[Listed entries — start]
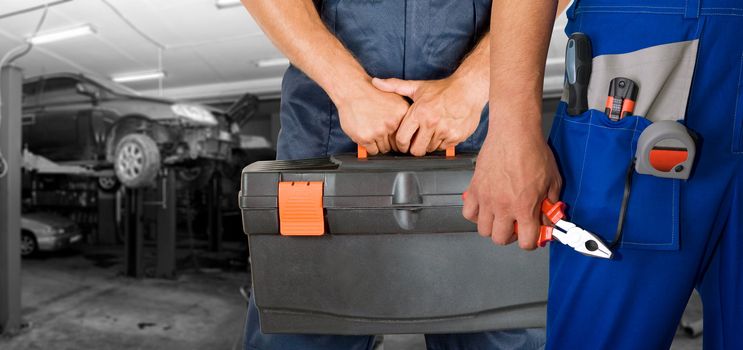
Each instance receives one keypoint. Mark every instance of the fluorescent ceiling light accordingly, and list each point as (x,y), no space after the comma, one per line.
(124,78)
(272,62)
(223,4)
(58,35)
[Listed entries — finish]
Activity> Please give back the material above exactly as written, pictures omitted.

Exercise result>
Each instance receives one keypoint. Mark every instance of the fluorescent ceiling light accordingly, and list each point as (x,y), no space after the comma, one per line.
(124,78)
(272,62)
(223,4)
(58,35)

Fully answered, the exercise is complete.